··· Data records

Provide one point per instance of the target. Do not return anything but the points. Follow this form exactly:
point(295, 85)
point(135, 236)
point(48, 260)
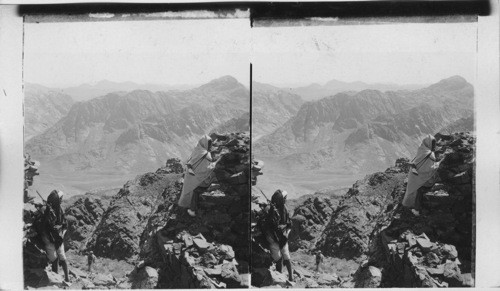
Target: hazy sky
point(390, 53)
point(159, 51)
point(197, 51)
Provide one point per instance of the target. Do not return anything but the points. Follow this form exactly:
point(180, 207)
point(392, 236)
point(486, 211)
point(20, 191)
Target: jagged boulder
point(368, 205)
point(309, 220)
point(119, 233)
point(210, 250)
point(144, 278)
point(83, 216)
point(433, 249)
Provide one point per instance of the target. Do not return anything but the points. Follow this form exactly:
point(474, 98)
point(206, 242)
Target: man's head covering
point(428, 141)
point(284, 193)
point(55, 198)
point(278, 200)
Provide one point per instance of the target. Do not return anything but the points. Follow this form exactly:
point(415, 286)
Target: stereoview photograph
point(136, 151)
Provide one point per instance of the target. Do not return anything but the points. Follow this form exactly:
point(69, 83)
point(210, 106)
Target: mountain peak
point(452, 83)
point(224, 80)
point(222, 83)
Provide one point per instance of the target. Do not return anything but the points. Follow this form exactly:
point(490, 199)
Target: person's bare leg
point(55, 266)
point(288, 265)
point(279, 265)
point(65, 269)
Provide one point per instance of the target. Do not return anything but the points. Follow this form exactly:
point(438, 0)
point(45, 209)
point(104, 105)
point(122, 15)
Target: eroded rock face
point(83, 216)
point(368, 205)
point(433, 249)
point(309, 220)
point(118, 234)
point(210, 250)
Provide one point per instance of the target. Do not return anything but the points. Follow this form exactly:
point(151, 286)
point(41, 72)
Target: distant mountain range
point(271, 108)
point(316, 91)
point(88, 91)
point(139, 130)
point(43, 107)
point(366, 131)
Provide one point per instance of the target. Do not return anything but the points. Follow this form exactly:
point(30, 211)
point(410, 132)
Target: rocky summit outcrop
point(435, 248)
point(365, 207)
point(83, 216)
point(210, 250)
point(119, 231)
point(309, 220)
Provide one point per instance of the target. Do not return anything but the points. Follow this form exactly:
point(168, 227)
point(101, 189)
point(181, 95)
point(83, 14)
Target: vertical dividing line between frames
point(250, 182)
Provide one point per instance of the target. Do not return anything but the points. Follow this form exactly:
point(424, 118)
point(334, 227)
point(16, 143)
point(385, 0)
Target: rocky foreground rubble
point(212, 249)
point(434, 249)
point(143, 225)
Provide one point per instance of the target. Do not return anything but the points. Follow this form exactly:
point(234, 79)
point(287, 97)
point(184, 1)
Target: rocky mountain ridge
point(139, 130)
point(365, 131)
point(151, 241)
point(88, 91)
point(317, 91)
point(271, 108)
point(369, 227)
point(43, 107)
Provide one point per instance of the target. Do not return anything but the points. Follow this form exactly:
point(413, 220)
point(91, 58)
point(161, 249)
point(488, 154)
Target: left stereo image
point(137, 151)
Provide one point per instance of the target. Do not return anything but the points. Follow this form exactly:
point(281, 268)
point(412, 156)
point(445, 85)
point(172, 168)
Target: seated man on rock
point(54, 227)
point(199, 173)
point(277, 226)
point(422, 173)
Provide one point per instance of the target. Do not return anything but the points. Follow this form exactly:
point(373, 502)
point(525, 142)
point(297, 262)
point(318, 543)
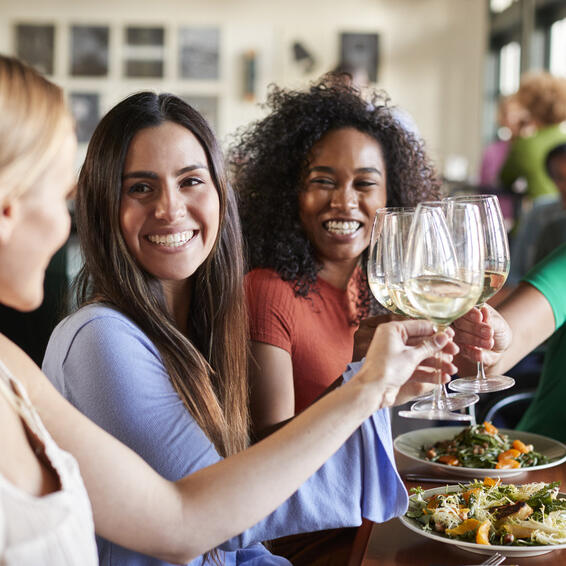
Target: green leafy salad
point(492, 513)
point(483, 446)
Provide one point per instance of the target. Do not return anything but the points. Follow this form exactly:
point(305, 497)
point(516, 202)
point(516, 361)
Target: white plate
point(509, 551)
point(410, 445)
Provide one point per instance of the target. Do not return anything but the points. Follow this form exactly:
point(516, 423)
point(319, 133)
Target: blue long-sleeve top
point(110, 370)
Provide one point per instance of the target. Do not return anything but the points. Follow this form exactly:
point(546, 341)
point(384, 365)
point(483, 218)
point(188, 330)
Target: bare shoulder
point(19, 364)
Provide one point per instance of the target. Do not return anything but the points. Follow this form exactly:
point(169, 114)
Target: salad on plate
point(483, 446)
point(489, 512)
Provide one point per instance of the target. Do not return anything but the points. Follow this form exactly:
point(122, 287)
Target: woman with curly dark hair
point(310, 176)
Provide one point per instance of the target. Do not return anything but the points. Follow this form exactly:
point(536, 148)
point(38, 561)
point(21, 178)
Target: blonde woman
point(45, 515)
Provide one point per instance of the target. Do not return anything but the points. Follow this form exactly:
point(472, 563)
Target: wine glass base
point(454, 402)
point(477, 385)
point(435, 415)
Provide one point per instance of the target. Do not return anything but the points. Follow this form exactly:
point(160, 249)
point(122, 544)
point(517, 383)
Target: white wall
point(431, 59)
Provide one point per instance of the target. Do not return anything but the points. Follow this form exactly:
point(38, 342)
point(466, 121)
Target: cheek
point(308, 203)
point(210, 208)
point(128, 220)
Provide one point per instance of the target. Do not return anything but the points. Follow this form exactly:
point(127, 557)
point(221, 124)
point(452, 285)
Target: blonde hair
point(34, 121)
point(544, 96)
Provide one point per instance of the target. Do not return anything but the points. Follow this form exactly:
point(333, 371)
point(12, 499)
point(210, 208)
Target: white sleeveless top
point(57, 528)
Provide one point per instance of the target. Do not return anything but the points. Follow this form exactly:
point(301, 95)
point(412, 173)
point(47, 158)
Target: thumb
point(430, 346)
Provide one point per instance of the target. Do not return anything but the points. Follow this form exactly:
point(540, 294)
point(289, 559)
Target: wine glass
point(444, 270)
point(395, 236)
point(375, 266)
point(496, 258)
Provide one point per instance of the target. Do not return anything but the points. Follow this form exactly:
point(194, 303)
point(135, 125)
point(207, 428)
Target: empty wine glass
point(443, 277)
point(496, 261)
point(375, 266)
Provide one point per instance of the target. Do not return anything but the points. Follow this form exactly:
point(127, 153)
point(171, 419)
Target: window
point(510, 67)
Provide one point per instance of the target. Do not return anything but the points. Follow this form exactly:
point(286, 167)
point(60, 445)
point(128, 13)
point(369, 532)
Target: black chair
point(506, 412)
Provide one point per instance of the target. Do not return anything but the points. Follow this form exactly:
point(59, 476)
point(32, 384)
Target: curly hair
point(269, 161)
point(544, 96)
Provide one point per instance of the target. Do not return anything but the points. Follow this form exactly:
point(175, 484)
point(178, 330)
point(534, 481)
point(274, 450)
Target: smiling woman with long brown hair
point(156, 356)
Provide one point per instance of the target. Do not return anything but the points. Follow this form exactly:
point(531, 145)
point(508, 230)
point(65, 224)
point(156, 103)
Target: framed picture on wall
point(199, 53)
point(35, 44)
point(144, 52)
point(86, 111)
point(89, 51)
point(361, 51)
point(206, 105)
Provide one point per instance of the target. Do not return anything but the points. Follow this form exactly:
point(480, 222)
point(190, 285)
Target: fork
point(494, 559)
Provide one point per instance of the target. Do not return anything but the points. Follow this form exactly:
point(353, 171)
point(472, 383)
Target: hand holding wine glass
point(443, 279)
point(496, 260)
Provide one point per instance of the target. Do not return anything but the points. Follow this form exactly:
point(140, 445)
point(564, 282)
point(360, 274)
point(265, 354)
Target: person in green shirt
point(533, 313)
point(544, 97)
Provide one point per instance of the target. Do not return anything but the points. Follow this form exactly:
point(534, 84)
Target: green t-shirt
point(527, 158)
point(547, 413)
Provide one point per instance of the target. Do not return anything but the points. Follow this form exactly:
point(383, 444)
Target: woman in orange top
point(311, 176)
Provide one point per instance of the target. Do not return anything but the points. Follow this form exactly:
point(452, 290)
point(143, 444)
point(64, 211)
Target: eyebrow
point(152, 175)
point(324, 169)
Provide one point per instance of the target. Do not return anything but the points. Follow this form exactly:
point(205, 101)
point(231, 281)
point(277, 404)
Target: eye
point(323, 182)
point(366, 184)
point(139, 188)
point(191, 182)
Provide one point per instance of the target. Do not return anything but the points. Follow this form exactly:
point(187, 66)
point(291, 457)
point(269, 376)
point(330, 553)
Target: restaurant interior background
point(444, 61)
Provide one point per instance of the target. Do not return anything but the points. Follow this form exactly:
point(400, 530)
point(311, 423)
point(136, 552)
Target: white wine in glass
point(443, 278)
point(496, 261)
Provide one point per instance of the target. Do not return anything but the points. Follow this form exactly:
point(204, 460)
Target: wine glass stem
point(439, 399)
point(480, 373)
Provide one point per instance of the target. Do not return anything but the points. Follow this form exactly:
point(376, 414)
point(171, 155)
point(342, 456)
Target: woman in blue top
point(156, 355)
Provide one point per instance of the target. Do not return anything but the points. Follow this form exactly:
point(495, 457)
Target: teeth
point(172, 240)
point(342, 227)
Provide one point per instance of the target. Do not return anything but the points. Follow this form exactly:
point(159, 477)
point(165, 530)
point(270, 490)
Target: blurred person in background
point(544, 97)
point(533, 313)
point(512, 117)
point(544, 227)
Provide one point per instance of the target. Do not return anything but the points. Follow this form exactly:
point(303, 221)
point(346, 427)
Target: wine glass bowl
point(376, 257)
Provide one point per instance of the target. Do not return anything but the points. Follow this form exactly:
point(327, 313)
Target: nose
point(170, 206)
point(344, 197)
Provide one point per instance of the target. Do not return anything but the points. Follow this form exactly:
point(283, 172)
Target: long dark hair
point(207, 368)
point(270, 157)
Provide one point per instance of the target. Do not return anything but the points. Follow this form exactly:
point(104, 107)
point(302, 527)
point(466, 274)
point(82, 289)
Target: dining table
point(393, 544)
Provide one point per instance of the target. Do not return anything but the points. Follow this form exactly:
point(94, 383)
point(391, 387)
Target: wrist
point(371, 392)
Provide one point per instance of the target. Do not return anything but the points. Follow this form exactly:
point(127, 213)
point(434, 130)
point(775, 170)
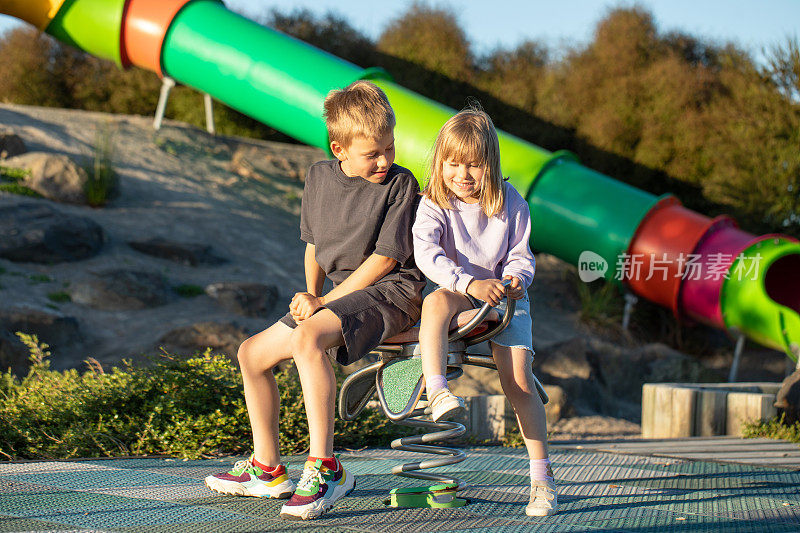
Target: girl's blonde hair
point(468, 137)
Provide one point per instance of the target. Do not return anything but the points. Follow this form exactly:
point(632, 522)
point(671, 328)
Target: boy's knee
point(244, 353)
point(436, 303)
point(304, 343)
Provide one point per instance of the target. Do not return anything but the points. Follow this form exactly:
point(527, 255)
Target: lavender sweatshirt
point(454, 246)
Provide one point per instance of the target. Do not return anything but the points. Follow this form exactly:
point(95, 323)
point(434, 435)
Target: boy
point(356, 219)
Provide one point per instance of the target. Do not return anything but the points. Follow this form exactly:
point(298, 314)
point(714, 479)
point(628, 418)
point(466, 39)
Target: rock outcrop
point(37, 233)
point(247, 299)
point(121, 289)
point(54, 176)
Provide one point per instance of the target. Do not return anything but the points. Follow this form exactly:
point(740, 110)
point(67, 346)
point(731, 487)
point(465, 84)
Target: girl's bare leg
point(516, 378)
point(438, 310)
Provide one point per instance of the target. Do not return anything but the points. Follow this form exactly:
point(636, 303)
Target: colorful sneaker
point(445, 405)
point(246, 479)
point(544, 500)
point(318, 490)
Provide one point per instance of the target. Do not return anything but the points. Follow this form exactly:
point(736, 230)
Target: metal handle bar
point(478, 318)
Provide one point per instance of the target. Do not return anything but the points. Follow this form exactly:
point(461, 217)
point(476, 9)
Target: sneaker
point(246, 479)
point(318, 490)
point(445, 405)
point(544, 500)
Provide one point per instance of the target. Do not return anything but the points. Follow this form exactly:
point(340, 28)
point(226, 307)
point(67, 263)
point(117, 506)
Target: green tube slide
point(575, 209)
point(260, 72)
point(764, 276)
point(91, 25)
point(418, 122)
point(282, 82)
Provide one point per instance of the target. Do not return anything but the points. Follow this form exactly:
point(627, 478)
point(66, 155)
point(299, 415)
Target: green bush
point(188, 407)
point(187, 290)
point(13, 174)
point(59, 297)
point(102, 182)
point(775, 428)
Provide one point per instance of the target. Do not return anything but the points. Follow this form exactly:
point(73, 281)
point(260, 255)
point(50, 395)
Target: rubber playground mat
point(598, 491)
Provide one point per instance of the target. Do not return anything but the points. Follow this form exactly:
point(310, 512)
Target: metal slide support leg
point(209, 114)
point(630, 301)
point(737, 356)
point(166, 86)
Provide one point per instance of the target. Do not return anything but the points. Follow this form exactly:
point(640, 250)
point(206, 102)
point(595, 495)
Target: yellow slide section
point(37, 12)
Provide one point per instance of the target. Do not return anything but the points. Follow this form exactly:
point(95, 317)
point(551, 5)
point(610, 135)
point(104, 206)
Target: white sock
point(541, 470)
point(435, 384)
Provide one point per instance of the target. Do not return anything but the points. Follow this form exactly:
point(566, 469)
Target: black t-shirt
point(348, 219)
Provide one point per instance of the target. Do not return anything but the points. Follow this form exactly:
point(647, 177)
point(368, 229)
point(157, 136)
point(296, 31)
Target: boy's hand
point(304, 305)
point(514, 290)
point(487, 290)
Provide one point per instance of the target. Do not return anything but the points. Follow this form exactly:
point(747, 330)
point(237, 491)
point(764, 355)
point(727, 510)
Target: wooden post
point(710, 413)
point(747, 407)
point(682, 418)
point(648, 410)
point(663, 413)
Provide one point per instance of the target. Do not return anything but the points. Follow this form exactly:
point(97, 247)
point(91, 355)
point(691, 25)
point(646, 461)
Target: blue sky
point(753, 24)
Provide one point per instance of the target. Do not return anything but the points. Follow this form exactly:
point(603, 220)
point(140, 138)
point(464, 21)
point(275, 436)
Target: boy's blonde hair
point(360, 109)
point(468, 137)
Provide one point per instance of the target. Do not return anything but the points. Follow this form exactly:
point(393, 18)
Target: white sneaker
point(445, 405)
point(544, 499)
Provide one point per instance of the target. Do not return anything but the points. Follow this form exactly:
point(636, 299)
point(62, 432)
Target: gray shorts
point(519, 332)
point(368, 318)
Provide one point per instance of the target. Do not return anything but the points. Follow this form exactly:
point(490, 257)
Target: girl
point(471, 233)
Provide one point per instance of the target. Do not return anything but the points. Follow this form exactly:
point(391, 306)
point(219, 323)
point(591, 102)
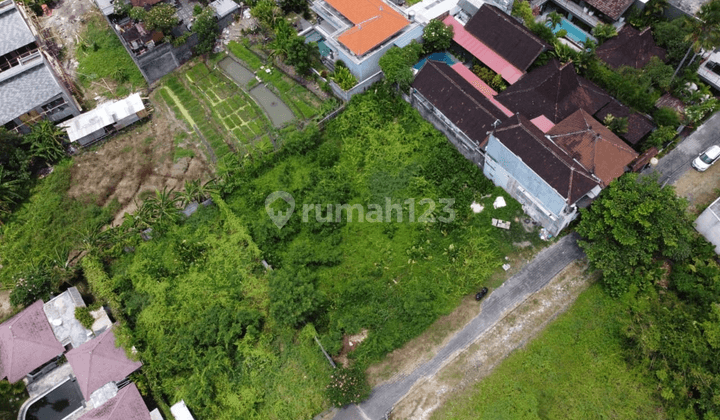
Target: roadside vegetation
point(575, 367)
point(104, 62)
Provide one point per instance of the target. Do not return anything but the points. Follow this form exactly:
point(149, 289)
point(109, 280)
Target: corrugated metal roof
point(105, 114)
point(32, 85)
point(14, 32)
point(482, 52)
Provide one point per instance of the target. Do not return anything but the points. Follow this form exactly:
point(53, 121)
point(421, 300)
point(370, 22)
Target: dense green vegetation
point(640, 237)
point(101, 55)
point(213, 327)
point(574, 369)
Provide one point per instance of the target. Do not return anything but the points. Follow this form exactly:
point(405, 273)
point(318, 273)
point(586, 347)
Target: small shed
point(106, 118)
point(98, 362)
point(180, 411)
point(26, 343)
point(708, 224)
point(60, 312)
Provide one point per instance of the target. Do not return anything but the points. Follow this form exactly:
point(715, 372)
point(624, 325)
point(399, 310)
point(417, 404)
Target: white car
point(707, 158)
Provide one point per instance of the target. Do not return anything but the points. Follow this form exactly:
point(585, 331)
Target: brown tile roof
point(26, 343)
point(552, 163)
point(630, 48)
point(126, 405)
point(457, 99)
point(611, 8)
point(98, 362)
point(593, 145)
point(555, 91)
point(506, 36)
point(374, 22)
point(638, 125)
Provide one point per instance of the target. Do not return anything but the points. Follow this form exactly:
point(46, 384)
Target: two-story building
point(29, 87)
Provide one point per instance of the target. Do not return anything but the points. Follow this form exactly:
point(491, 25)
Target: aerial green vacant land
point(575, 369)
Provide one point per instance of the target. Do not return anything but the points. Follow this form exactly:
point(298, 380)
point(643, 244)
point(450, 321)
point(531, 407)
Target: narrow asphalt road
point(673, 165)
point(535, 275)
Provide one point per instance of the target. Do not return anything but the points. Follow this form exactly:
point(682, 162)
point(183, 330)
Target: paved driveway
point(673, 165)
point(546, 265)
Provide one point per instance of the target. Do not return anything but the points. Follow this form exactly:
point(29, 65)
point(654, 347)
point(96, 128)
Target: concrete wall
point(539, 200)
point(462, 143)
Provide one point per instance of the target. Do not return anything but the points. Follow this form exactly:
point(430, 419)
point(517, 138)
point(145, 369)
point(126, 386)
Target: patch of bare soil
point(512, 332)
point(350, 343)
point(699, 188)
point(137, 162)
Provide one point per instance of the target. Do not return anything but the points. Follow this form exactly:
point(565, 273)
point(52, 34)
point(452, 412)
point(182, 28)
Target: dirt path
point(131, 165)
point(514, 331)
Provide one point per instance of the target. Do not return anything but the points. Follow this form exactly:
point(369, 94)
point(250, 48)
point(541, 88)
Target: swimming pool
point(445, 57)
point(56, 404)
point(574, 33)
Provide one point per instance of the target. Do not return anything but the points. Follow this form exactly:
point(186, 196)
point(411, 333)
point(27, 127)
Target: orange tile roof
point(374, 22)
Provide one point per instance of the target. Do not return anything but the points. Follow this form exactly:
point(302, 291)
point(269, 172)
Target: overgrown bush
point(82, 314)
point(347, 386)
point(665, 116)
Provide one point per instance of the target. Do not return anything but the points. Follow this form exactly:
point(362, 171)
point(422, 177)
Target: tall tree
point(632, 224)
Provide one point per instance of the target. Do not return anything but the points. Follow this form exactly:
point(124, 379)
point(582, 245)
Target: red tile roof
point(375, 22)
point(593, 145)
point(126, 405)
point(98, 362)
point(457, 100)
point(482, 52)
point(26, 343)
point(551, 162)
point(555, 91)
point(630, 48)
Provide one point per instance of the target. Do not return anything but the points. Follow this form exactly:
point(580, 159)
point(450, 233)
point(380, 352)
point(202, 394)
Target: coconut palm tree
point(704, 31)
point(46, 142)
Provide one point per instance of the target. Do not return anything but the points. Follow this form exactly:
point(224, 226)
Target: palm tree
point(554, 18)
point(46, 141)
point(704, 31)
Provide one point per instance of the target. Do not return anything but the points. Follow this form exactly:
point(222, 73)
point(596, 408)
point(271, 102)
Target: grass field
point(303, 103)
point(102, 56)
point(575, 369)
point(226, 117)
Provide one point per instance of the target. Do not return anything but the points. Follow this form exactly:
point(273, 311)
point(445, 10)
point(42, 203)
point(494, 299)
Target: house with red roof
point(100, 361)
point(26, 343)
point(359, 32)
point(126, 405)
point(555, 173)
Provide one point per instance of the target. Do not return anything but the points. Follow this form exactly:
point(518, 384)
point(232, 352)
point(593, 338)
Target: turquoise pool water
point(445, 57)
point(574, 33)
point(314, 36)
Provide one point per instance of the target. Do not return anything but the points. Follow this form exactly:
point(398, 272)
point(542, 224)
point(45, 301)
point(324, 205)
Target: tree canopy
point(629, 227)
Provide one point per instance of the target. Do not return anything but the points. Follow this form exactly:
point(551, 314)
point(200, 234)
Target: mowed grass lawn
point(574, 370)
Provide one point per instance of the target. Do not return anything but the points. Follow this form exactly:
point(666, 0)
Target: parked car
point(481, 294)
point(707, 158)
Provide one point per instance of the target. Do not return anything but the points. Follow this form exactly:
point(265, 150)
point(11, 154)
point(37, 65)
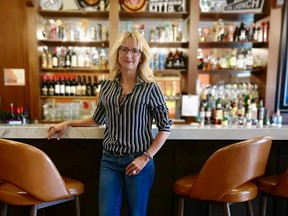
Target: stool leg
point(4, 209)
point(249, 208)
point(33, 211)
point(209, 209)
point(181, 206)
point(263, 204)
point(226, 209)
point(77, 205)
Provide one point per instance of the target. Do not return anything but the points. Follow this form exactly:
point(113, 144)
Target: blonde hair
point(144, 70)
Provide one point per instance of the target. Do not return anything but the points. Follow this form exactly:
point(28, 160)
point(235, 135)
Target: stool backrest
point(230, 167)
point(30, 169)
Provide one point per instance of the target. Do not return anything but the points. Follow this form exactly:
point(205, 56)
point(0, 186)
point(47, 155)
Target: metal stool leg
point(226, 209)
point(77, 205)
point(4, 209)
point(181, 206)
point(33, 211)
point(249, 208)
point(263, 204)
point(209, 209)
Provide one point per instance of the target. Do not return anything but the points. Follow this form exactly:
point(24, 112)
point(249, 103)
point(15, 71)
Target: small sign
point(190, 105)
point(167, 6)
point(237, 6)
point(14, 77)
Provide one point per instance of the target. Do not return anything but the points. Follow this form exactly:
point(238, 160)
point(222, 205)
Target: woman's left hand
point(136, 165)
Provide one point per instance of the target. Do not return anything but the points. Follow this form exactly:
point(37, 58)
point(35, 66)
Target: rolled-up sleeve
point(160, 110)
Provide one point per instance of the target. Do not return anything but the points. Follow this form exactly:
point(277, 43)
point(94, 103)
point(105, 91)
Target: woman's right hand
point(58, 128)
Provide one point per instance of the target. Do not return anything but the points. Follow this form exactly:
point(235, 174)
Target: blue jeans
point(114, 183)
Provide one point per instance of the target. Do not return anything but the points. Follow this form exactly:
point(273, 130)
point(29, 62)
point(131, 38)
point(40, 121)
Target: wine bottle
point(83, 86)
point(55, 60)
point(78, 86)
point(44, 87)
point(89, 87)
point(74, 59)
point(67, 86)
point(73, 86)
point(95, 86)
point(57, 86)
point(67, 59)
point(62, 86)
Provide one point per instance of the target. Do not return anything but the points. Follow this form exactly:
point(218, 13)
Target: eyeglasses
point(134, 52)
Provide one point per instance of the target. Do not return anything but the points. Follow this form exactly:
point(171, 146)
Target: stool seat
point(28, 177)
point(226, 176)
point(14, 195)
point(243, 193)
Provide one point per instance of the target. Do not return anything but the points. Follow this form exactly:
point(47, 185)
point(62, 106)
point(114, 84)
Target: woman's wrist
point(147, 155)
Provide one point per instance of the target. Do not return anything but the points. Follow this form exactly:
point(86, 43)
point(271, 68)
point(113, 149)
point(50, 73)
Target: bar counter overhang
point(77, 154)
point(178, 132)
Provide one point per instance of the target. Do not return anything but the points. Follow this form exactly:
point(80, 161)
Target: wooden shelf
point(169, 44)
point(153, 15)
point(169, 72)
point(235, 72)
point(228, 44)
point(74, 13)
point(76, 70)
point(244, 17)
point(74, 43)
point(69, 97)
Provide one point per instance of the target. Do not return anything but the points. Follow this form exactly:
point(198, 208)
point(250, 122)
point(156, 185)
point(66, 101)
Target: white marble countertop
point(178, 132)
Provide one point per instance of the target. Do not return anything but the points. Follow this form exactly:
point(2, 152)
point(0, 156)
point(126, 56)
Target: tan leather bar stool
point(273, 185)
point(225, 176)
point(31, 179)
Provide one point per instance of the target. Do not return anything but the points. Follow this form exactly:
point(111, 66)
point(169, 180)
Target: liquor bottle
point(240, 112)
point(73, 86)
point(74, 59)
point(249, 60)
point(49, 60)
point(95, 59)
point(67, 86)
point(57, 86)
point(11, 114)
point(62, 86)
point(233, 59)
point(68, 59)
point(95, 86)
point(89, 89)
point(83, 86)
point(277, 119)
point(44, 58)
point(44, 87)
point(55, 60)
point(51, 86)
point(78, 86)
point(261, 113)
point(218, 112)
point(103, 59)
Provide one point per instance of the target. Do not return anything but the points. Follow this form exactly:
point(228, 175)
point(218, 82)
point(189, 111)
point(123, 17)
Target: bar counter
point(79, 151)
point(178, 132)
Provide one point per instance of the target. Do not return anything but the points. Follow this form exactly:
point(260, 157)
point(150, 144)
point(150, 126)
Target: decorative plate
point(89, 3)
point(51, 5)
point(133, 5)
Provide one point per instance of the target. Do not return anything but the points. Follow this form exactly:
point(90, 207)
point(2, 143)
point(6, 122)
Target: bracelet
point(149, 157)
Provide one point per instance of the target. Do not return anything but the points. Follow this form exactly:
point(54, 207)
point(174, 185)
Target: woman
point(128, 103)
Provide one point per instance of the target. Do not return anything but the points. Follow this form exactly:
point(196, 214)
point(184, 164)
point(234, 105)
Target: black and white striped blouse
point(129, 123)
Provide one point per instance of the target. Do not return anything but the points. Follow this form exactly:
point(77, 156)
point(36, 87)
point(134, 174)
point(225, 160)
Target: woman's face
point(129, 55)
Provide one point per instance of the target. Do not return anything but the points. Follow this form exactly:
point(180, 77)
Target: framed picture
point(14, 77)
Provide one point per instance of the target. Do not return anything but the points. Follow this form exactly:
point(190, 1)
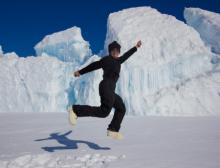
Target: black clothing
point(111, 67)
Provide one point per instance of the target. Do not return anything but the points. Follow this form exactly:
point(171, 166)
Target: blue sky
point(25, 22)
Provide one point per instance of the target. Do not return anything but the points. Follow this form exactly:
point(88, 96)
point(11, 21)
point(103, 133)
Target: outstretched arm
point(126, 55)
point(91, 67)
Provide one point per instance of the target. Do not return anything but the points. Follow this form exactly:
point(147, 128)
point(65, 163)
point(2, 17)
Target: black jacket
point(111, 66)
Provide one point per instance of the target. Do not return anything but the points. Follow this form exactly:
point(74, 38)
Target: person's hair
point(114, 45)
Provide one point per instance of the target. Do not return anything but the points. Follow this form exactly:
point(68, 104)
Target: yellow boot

······

• [Work to be completed] Exactly restate the lines from the beginning of the data through the line with "point(122, 15)", and no others, keeping pictures out.

• [Answer box]
Provide one point per instance of the target. Do not return anything but the points. Follow this form exactly:
point(295, 85)
point(135, 236)
point(48, 260)
Target: hazy sky
point(390, 53)
point(159, 51)
point(197, 51)
Provide one point per instance of the target. Do not return anything but the points. Follow this form exactly:
point(180, 207)
point(392, 236)
point(486, 211)
point(20, 191)
Target: jagged boulder
point(368, 205)
point(309, 220)
point(119, 233)
point(210, 250)
point(144, 278)
point(83, 216)
point(433, 249)
Provide one point per instance of the target. Do not return anything but the points. Follow this form exactly:
point(474, 98)
point(206, 242)
Target: man's head covering
point(428, 141)
point(284, 193)
point(55, 198)
point(278, 200)
Provide one point per instance of the target. Do not return anything but the points. Follow this form exactly:
point(415, 286)
Target: stereoview photograph
point(136, 151)
Provide one point per instance of the target. Do not return anything but the points. Follow this form exactly:
point(69, 83)
point(210, 106)
Target: mountain peak
point(452, 83)
point(224, 80)
point(222, 83)
Provide one point per instance of the target. Do not return anything but the points. Follow this form exactly:
point(490, 199)
Target: person's bare leg
point(55, 266)
point(288, 265)
point(279, 265)
point(65, 269)
Provide one point per instance of the target. Do not return anything but the points. Follow this form exactly:
point(438, 0)
point(45, 209)
point(104, 105)
point(122, 15)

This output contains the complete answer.